# YOUR GOAL:
Restate each of the lines below word for word and drop every picture.

# RECORD LIST:
============================================================

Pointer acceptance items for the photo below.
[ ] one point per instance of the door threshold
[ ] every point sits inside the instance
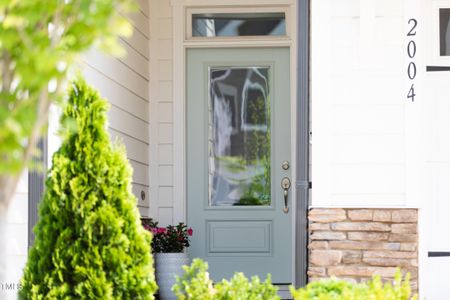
(283, 291)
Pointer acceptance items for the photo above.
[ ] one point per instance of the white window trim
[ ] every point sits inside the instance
(241, 9)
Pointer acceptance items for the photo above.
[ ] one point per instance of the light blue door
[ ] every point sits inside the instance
(238, 153)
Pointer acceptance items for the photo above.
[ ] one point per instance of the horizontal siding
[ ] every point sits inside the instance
(127, 123)
(119, 72)
(140, 172)
(142, 199)
(161, 112)
(358, 104)
(140, 22)
(139, 42)
(143, 7)
(136, 149)
(117, 95)
(135, 60)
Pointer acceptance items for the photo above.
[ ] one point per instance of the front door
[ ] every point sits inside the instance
(239, 199)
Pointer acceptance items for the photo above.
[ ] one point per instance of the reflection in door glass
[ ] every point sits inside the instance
(239, 136)
(444, 31)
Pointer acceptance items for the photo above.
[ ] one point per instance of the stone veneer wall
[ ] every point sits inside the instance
(355, 244)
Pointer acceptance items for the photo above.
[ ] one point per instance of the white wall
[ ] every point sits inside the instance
(436, 161)
(371, 145)
(358, 103)
(124, 82)
(16, 238)
(161, 112)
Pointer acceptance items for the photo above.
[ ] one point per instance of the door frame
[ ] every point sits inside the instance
(299, 101)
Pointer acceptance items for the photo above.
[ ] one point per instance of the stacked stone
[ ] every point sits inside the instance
(354, 244)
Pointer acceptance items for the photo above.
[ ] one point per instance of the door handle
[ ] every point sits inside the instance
(285, 185)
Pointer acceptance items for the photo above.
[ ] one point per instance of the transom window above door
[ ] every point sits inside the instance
(241, 24)
(238, 23)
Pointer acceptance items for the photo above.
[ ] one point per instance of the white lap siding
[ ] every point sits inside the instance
(161, 112)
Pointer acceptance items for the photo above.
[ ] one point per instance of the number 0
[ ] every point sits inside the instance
(412, 49)
(412, 70)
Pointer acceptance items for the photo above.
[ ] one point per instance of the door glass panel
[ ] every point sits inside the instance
(239, 136)
(242, 24)
(444, 31)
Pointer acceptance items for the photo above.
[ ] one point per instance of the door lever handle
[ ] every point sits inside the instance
(285, 185)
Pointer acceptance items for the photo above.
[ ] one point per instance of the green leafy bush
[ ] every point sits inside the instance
(195, 284)
(333, 289)
(170, 239)
(89, 240)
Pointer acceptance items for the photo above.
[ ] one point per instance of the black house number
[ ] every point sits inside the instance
(411, 50)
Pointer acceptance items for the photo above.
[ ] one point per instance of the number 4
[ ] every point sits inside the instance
(411, 93)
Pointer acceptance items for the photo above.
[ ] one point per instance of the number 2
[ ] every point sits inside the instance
(412, 31)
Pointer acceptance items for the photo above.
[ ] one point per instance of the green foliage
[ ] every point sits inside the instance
(170, 239)
(333, 289)
(89, 240)
(39, 41)
(195, 284)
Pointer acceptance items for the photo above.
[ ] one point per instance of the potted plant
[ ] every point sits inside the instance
(168, 247)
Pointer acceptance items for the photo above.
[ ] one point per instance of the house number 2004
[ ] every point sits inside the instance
(411, 50)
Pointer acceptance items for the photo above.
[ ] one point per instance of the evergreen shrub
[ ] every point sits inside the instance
(334, 289)
(89, 240)
(195, 284)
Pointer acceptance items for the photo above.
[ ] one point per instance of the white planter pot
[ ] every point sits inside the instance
(167, 266)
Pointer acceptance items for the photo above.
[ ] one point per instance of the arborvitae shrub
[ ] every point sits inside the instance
(89, 240)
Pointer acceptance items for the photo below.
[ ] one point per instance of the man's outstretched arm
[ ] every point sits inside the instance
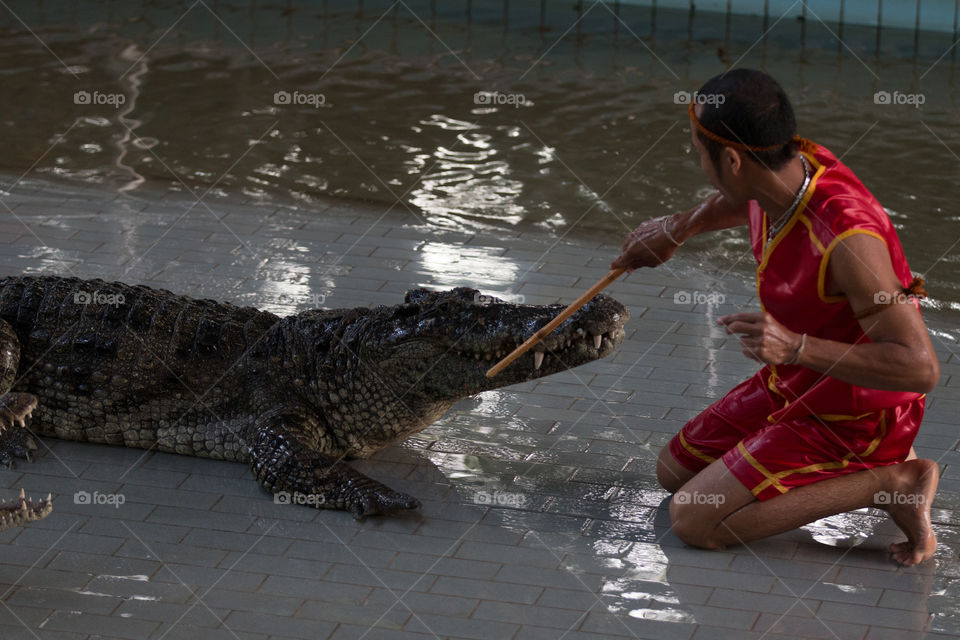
(649, 245)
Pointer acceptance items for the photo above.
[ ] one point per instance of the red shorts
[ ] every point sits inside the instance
(770, 459)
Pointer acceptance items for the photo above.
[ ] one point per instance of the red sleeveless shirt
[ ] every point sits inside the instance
(791, 286)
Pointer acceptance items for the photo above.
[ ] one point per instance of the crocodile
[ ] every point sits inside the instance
(294, 397)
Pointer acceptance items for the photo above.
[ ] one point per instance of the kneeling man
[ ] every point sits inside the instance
(827, 424)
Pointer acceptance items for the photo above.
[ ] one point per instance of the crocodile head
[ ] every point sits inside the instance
(23, 511)
(396, 369)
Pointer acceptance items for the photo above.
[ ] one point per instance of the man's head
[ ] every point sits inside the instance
(755, 116)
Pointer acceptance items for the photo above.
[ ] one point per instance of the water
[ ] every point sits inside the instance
(587, 136)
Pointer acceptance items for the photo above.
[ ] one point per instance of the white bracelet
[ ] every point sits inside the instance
(667, 233)
(796, 356)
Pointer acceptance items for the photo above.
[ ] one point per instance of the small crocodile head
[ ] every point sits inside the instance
(23, 511)
(440, 344)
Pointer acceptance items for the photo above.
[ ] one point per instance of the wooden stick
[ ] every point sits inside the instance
(553, 324)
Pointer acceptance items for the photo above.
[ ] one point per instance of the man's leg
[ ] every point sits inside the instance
(714, 509)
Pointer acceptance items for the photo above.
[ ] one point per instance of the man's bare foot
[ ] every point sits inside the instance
(909, 505)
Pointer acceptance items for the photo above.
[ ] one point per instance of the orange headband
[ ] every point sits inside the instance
(739, 145)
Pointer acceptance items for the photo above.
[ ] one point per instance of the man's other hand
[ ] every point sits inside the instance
(763, 338)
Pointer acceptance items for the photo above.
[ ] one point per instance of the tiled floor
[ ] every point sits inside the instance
(576, 547)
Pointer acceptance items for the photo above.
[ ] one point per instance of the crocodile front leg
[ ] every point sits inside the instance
(15, 407)
(284, 462)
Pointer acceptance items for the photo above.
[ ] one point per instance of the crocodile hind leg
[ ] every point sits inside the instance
(285, 464)
(15, 407)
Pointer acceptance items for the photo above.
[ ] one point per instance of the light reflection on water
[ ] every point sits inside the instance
(598, 143)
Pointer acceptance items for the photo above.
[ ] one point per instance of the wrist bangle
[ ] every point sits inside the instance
(667, 233)
(796, 356)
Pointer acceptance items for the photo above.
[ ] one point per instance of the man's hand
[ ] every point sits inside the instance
(763, 338)
(646, 246)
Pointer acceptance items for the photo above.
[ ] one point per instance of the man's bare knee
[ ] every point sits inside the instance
(689, 528)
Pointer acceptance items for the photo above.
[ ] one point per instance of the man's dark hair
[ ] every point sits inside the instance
(754, 111)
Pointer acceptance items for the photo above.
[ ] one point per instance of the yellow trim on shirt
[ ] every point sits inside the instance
(824, 260)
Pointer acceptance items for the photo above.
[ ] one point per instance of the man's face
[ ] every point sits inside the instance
(723, 183)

============================================================

# EXERCISE ANSWER:
Pointer acceptance items for the photo below.
[ ] one point per instance of the door threshold
[ ] every point sits inside the instance
(283, 291)
Pointer acceptance items for the photo above.
[ ] one point per instance of the white window trim
[ ] every point sits inside the instance
(241, 9)
Pointer acceptance items for the photo above.
[ ] one point per instance of the light blue door
[ ] every point sits inside the instance
(238, 153)
Pointer acceptance items for the photo above.
[ ] one point per instance of the horizontal siding
[ ] every point sits inside the instance
(127, 123)
(119, 72)
(140, 172)
(142, 199)
(161, 112)
(358, 104)
(140, 22)
(139, 42)
(143, 7)
(136, 149)
(117, 95)
(135, 60)
Pointer acceptance items for the photo above.
[ ] one point per instance of the front door
[ ] every point sits inside the instance
(239, 199)
Pointer acceptance items for the photo above.
[ ] one point per instance of the reflection in door glass
[ ] every point sits inside the instance
(239, 136)
(444, 31)
Pointer acceptance items for the photo above.
[ ] one point per instance of the stone veneer wall
[ ] every point sits inside the instance
(355, 244)
Pointer acceptance items for the photo above.
[ ] one point per instance of the white wall
[ ] every point sits inside the instance
(436, 161)
(371, 145)
(358, 103)
(124, 82)
(16, 238)
(161, 112)
Pointer acceptance items for the photo above.
[ ] one point per instance of the door frame
[ ] every point sits inside the instance
(299, 101)
Pointer acceptance items for the photo above.
[ ] one point per instance of the stacked stone
[ ] every point sits inside the instance
(354, 244)
Pointer acceptance items for the photo above.
[ ] one point per instance of the door handle
[ ] every point sits inside the instance
(285, 185)
Pointer acceptance items for the photo above.
[ ] one point per instance of the transom window above door
[ ] every point sits inside the instance
(241, 24)
(238, 23)
Pointer acceptance items for the photo above.
[ ] one point per instance of the white lap siding
[ ] every point sits inside the instance
(161, 112)
Pointer acceptance items for the photo above.
[ ] one point per instance of the number 0
[ ] every point sits inside the instance
(412, 49)
(412, 70)
Pointer acceptance items for the photo above.
[ ] one point per instance of the door glass panel
[ ] every point sits inside the instance
(239, 136)
(242, 24)
(444, 31)
Pointer acceptance items for the photo above.
[ ] one point per instance of the door lever handle
[ ] every point sits inside the instance
(285, 185)
Pointer acceptance items for the photo above.
[ ] one point per instance of the green leafy bush
[ ] every point sits inside the instance
(195, 284)
(333, 289)
(170, 239)
(89, 240)
Pointer acceptance items for the photo above.
[ ] one point per instance of the black house number
[ ] every point sits inside the instance
(411, 50)
Pointer acceptance items for the photo above.
[ ] one point per instance of the number 4
[ ] every point sits inside the instance
(411, 93)
Pointer acceptance items for the photo above.
[ ] one point per instance of the number 2
[ ] every point sits inside the instance
(412, 31)
Pointer acceptance items for the photo above.
[ ] one point per instance of the green foliage
[ ] every point sits inside the instance
(170, 239)
(333, 289)
(89, 240)
(39, 41)
(195, 284)
Pointer acceptance items for the photo above.
[ ] one point per instance of the potted plant
[ ] every point sits inside the instance
(168, 247)
Pointer acceptance items for the photo above.
[ ] one point per instance of the house number 2004
[ ] every point sits inside the instance
(411, 50)
Pointer acceptance items for the photo above.
[ ] one point per instance of the evergreen shrub
[ ] every point sits inside the instance
(334, 289)
(89, 240)
(195, 284)
Pointer acceptance items for the photo above.
[ ] one point per instance of the white planter pot
[ ] every point sits inside the instance
(167, 266)
Pointer acceptance items for the photo above.
[ ] one point per instance of the arborvitae shrub
[ ] every point sits inside the instance
(89, 240)
Pointer acceptance items for the photo below.
[ ] one point per instance of the man's outstretched arm
[ ] every point sits inside the instance
(649, 245)
Pointer acceptance items for the photo above.
[ ] one point per instance of the red shorts
[ ] every point sits inside the instance
(770, 459)
Pointer acceptance items for the photo above.
[ ] one point per instance of the red sleeveless shirt
[ ] every point sits inside the instance
(791, 286)
Pointer acceptance items for the photo above.
[ ] one point per instance of the crocodile
[ ] every point sits inside the instance
(294, 397)
Pointer acceptance items for the photo above.
[ ] one point per instance of the kneeling man
[ ] every point sits inside the instance
(827, 424)
Pointer acceptance items for the photo above.
[ ] one point per instance of the crocodile head
[ ] every point sits inside the instance
(23, 511)
(396, 369)
Pointer acceptance items for the photo above.
[ ] one point per instance of the man's head
[ ] every point sits inside the instance
(755, 116)
Pointer acceptance items for the photo above.
[ ] one point per instance of the water
[ ] every point sits inside the instance
(587, 136)
Pointer acceptance items for the photo above.
[ ] one point per instance of the white bracelet
[ ] every point sits inside the instance
(667, 233)
(796, 356)
Pointer acceptance items for the photo above.
[ ] one point per instance of the small crocodile head
[ ] every point sits inside the instance
(23, 511)
(440, 344)
Pointer acceptance items for the photo above.
[ ] one point per instance of the wooden stick
[ ] every point sits inside the instance
(553, 324)
Pointer acceptance items for the photo above.
[ ] one point per instance of the man's leg
[ ] every point sits inside the instance
(714, 509)
Pointer acceptance items for the photo above.
[ ] one point per instance of the man's bare foot
[ ] every point sits inside the instance
(909, 505)
Pointer acceptance items for the photo above.
[ ] one point per instance of the orange headband
[ ] every point sits inside the instance
(739, 145)
Pointer acceptance items for the photo above.
[ ] one point per instance of the man's other hand
[ ] every point sits inside the instance
(763, 338)
Pointer acceptance items for the photo above.
[ ] one point per instance of the tiled floor
[ ] every point sits inside the instance
(576, 547)
Pointer acceptance items for the photo above.
[ ] one point per instance of the crocodile front leg
[ ] every point sits inside the instance
(15, 407)
(284, 462)
Pointer acceptance items for the photo above.
[ ] one point per instance of the crocodile hind leg
[ ] every point sits inside the instance
(285, 464)
(15, 407)
Pointer acceptance items for the photo above.
[ ] one point per instance of the light reflection on water
[ ] every point sits inside the instance
(598, 143)
Pointer acceptance items for the photo above.
[ ] one point per instance of the wrist bangle
[ ] every point sits inside the instance
(667, 233)
(796, 356)
Pointer acceptance items for the photo above.
[ ] one point per instance of the man's hand
[ ] every point sits inside the instance
(763, 338)
(646, 246)
Pointer acceptance items for the photo above.
[ ] one point per instance of the man's bare knee
[ ] every point sits inside the instance
(689, 528)
Pointer acceptance items for the photo above.
[ ] one point per instance of the man's dark hair
[ ] every point sits inside the instance
(754, 111)
Pointer acceptance items for the photo above.
[ ] one point per instance of the yellow trim on shirt
[ ] every point sits inside the instance
(824, 260)
Pointer acceptance items for the photo above.
[ ] one point per instance of the man's face
[ ] every point sits inside the instance
(723, 183)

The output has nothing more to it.